Aim
Reproduce each of the following entries line for line, without altering anything.

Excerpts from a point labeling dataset
* * * * * * * * *

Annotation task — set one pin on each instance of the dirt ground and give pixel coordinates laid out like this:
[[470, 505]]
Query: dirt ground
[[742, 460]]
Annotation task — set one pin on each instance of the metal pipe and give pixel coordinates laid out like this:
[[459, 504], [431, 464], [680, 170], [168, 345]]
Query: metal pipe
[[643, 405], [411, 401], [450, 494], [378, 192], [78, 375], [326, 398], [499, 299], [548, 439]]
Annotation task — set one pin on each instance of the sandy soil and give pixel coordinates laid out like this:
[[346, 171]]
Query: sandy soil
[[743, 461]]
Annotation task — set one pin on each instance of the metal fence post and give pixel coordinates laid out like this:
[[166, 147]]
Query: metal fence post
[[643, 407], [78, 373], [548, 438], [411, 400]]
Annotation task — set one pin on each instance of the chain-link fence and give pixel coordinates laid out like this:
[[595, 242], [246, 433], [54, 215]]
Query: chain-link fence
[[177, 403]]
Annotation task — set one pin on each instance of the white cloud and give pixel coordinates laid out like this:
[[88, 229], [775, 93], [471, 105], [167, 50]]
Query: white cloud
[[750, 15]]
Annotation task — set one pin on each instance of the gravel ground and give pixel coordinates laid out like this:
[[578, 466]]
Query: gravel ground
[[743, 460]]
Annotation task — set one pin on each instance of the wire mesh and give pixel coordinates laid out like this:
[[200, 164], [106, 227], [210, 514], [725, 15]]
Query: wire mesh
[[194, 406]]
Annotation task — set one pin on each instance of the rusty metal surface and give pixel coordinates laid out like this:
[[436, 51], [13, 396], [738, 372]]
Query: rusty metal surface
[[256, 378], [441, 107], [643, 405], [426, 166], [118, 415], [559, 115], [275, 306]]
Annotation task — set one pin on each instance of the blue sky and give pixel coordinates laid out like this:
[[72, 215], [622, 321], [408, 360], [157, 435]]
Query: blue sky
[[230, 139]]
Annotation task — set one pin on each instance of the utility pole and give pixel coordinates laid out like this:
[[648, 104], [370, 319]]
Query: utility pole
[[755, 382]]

* * * * * * * * *

Response below
Annotation task — set one pin on each instance of the dirt ground and give pixel coordinates laid out like this:
[[470, 505]]
Query: dirt ground
[[742, 460]]
Annotation task — set one pin on each instance of the metal pipe and give pixel coordinates laid out like this:
[[459, 504], [431, 464], [680, 170], [168, 345]]
Query: metal pipe
[[643, 405], [411, 401], [450, 494], [378, 192], [78, 375], [326, 398], [499, 299], [548, 439]]
Annotation task — set one pin on each instance of the sandy soil and give pixel coordinates laid out like this:
[[346, 171]]
Query: sandy soil
[[743, 461]]
Annotation task — set one pin on each instance of the metal fence post and give pixel coordinates laid out like this:
[[166, 147]]
Query: metal fence post
[[643, 407], [78, 373], [548, 438], [411, 400]]
Annotation task — set one pin on each instance of the chain-link fence and give pixel coordinates laid out like this:
[[595, 242], [246, 433], [54, 215]]
Query: chain-link fence
[[177, 403]]
Annotation task — set one pin on each instance of the white cloud and give pixel coordinates laid out like this:
[[88, 229], [775, 93], [471, 105], [167, 50]]
Query: white cloud
[[750, 15]]
Annotation task — set one pin on each instance of the gravel ground and give pixel coordinates laid out like this:
[[578, 466]]
Query: gravel ground
[[743, 460]]
Annotation task — set one pin on each instance of the wire mesh and give pixel coordinates laid out like this:
[[200, 164], [106, 227], [210, 514], [725, 15]]
Query: wire mesh
[[194, 406]]
Annotation task — set one pin on each instance of the rusty metal surface and give pixel coordinates laid out like this:
[[436, 51], [13, 396], [738, 372]]
Query: rusty metal surface
[[256, 378], [441, 107], [643, 405], [426, 166], [118, 415], [559, 115], [275, 306]]
Annotation task — set one pin on each instance of the blue sky and give pixel coordinates laid out like this:
[[72, 215], [622, 321], [408, 360], [157, 435]]
Query: blue sky
[[230, 139]]
Annotation task — set one pin on each instance of the utility pole and give pixel coordinates laid out like this:
[[648, 104], [370, 319]]
Query: utility pole
[[755, 382]]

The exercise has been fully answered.